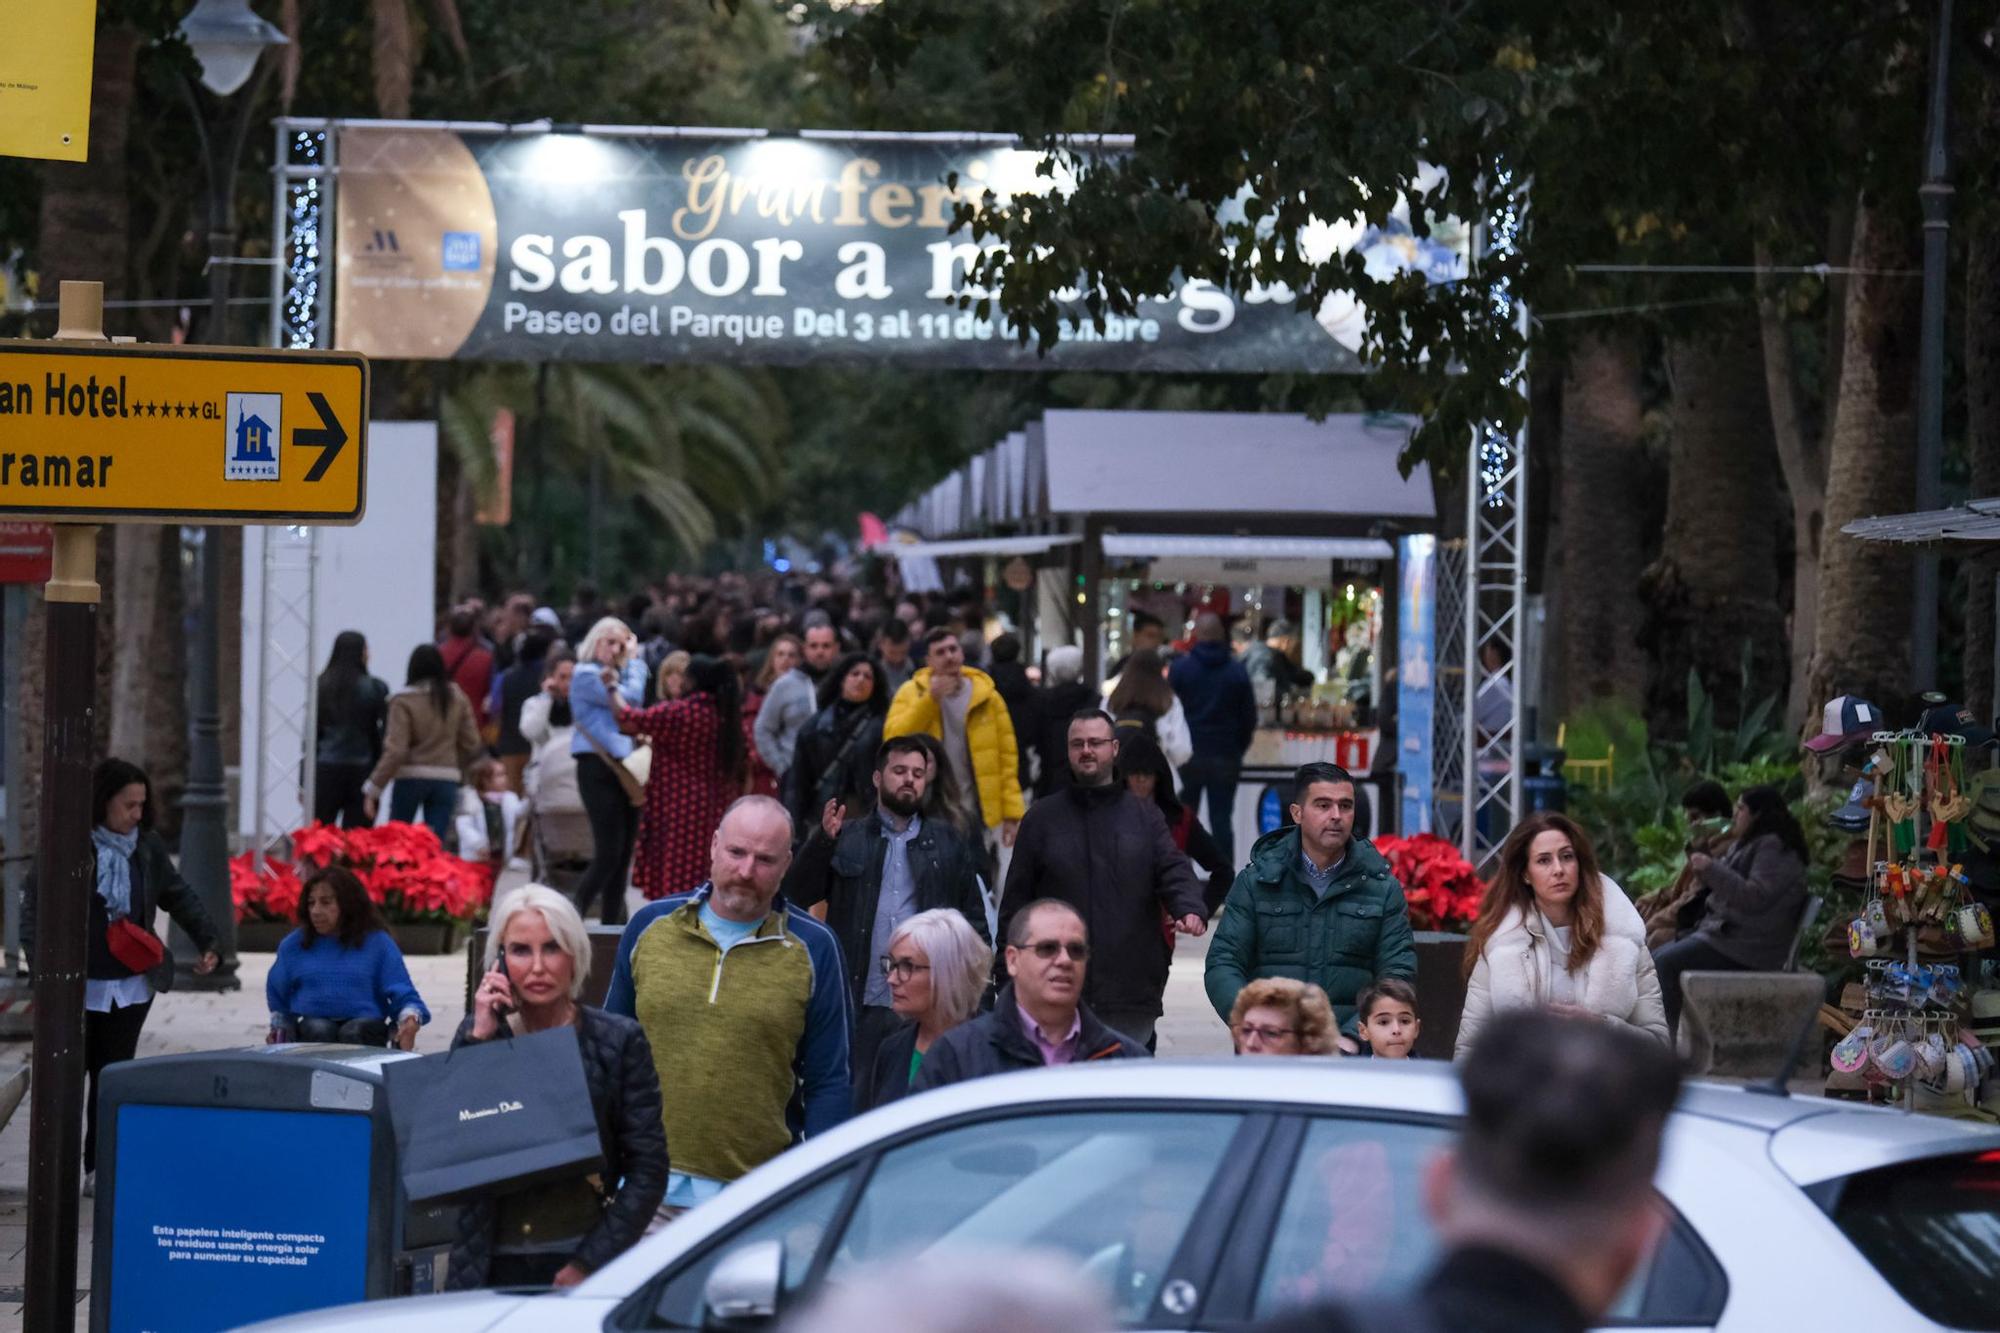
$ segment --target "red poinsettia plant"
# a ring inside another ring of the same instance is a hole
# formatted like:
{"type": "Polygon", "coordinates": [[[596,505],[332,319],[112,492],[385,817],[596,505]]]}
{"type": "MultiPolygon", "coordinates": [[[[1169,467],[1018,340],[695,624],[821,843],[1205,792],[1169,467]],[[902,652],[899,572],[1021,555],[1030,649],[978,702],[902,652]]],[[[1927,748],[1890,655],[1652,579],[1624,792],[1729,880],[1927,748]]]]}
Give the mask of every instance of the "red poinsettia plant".
{"type": "Polygon", "coordinates": [[[291,842],[293,860],[266,857],[261,875],[248,852],[229,863],[238,921],[296,920],[303,882],[336,865],[354,872],[391,924],[470,922],[493,901],[493,867],[445,851],[426,824],[308,824],[291,842]]]}
{"type": "Polygon", "coordinates": [[[1486,885],[1458,847],[1435,833],[1374,839],[1375,850],[1403,885],[1410,925],[1417,930],[1462,930],[1479,915],[1486,885]]]}

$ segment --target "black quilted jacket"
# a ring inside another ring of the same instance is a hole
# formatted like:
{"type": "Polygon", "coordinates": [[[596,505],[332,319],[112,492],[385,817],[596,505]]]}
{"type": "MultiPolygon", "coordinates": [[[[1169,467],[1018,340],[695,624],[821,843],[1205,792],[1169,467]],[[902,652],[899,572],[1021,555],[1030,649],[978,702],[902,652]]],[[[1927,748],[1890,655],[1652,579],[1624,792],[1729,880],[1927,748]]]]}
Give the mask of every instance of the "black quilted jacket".
{"type": "MultiPolygon", "coordinates": [[[[597,1108],[597,1133],[604,1144],[604,1216],[583,1238],[570,1261],[595,1272],[625,1253],[646,1234],[667,1192],[667,1129],[660,1110],[660,1080],[653,1048],[637,1021],[578,1007],[577,1045],[583,1052],[584,1081],[597,1108]]],[[[453,1049],[473,1040],[472,1018],[459,1024],[453,1049]]],[[[458,1243],[452,1246],[445,1285],[466,1291],[486,1285],[493,1258],[494,1201],[478,1199],[459,1212],[458,1243]]]]}

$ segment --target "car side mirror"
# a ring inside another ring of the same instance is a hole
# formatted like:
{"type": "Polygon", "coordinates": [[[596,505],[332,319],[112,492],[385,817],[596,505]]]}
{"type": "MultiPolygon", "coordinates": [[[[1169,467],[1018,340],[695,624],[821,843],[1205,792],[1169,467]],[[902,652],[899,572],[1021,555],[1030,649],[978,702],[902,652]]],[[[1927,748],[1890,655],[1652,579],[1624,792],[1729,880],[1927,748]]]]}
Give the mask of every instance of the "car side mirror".
{"type": "Polygon", "coordinates": [[[701,1288],[705,1329],[763,1328],[778,1317],[785,1283],[785,1243],[751,1241],[739,1245],[709,1270],[701,1288]]]}

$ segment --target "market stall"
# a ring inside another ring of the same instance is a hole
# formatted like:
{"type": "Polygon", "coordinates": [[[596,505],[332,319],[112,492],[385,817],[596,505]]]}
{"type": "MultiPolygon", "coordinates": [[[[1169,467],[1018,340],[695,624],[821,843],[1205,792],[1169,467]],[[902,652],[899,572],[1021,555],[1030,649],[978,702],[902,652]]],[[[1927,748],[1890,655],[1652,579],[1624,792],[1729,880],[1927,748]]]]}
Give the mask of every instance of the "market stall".
{"type": "Polygon", "coordinates": [[[1961,858],[1983,841],[1971,816],[2000,790],[2000,770],[1968,769],[1961,736],[1885,731],[1868,743],[1867,894],[1847,923],[1863,980],[1823,1011],[1839,1035],[1828,1090],[1991,1118],[1993,1060],[1971,1033],[1992,993],[1977,955],[1993,946],[1993,918],[1961,858]]]}
{"type": "MultiPolygon", "coordinates": [[[[1135,612],[1157,615],[1170,640],[1204,609],[1241,642],[1261,642],[1276,620],[1297,626],[1293,665],[1312,684],[1260,695],[1239,793],[1244,854],[1278,817],[1270,784],[1299,764],[1381,767],[1393,538],[1431,530],[1437,514],[1428,471],[1405,477],[1398,465],[1411,425],[1388,414],[1051,411],[899,513],[920,540],[892,549],[906,577],[923,576],[915,559],[977,554],[989,588],[1005,562],[1032,561],[1033,623],[1020,628],[1039,649],[1080,645],[1092,678],[1125,655],[1135,612]]],[[[1367,796],[1382,827],[1393,781],[1367,796]]]]}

######

● WHAT YOU NEED TO DO: Reproduce each entry precisely, dropping only the pictures.

● EXERCISE ANSWER:
$ segment --target "red poinsettia plant"
# a ring inside another ring of the same instance is a hole
# formatted like:
{"type": "Polygon", "coordinates": [[[596,505],[332,319],[112,492],[385,817],[596,505]]]}
{"type": "MultiPolygon", "coordinates": [[[[1169,467],[1018,340],[695,624],[821,843],[1205,792],[1169,467]],[[902,652],[899,572],[1021,555],[1030,649],[978,702],[902,652]]],[[[1927,748],[1890,655],[1652,579],[1624,792],[1729,880],[1927,748]]]]}
Give the mask of every instance of the "red poinsettia plant".
{"type": "Polygon", "coordinates": [[[291,842],[293,860],[266,857],[261,875],[248,852],[229,863],[238,921],[296,920],[303,882],[336,865],[354,872],[391,924],[470,922],[493,901],[493,867],[445,851],[426,824],[308,824],[291,842]]]}
{"type": "Polygon", "coordinates": [[[1486,885],[1458,847],[1435,833],[1374,839],[1375,850],[1403,885],[1410,925],[1417,930],[1462,930],[1479,915],[1486,885]]]}

$ segment --target "black quilted jacket"
# a ring inside another ring of the same instance is a hole
# formatted like:
{"type": "Polygon", "coordinates": [[[596,505],[332,319],[112,492],[385,817],[596,505]]]}
{"type": "MultiPolygon", "coordinates": [[[[1169,467],[1018,340],[695,624],[821,843],[1205,792],[1169,467]],[[902,652],[899,572],[1021,555],[1030,649],[978,702],[902,652]]],[[[1927,748],[1890,655],[1652,579],[1624,792],[1729,880],[1927,748]]]]}
Give the mask of every instance of the "black quilted jacket".
{"type": "MultiPolygon", "coordinates": [[[[597,1108],[597,1133],[604,1144],[604,1216],[583,1238],[570,1261],[595,1272],[625,1253],[646,1234],[667,1192],[667,1129],[660,1110],[660,1080],[653,1048],[637,1021],[578,1007],[577,1045],[583,1052],[584,1081],[597,1108]]],[[[453,1049],[473,1040],[472,1018],[459,1024],[453,1049]]],[[[458,1243],[452,1246],[445,1285],[466,1291],[486,1285],[493,1258],[494,1201],[478,1199],[459,1212],[458,1243]]]]}

$ segment --target "car side mirror"
# a ring inside another ring of the same instance is a hole
# formatted like:
{"type": "Polygon", "coordinates": [[[596,505],[332,319],[112,492],[385,817],[596,505]]]}
{"type": "MultiPolygon", "coordinates": [[[[1169,467],[1018,340],[695,624],[821,843],[1205,792],[1169,467]],[[902,652],[899,572],[1021,555],[1030,649],[978,702],[902,652]]],[[[1927,748],[1890,655],[1652,579],[1624,792],[1729,880],[1927,748]]]]}
Give the mask of every instance of the "car side mirror".
{"type": "Polygon", "coordinates": [[[701,1288],[705,1329],[763,1328],[778,1317],[785,1283],[785,1243],[751,1241],[739,1245],[709,1270],[701,1288]]]}

$ segment --target "market stall"
# a ring inside another ring of the same instance is a hole
# formatted like:
{"type": "Polygon", "coordinates": [[[596,505],[332,319],[112,492],[385,817],[596,505]]]}
{"type": "MultiPolygon", "coordinates": [[[[1169,467],[1018,340],[695,624],[821,843],[1205,792],[1169,467]],[[902,652],[899,572],[1021,555],[1030,649],[978,702],[902,652]]],[[[1927,748],[1890,655],[1652,579],[1624,792],[1729,880],[1927,748]]]]}
Give the mask of every instance of the "market stall".
{"type": "Polygon", "coordinates": [[[1961,858],[1983,841],[1971,816],[2000,790],[2000,770],[1968,769],[1961,736],[1885,731],[1868,743],[1867,894],[1847,923],[1863,980],[1823,1011],[1839,1035],[1828,1090],[1991,1118],[1993,1060],[1971,1033],[1992,993],[1977,955],[1993,946],[1993,918],[1961,858]]]}
{"type": "MultiPolygon", "coordinates": [[[[1135,612],[1157,615],[1170,640],[1204,609],[1241,642],[1261,642],[1276,620],[1297,626],[1293,665],[1312,684],[1260,695],[1239,793],[1244,854],[1278,817],[1270,784],[1299,764],[1381,767],[1393,538],[1431,530],[1437,514],[1428,471],[1405,477],[1398,465],[1411,425],[1388,414],[1051,411],[899,513],[920,540],[892,549],[906,577],[923,576],[915,559],[977,554],[989,588],[1005,562],[1032,561],[1033,623],[1020,628],[1039,649],[1080,645],[1092,678],[1125,655],[1135,612]]],[[[1367,796],[1382,827],[1393,781],[1367,796]]]]}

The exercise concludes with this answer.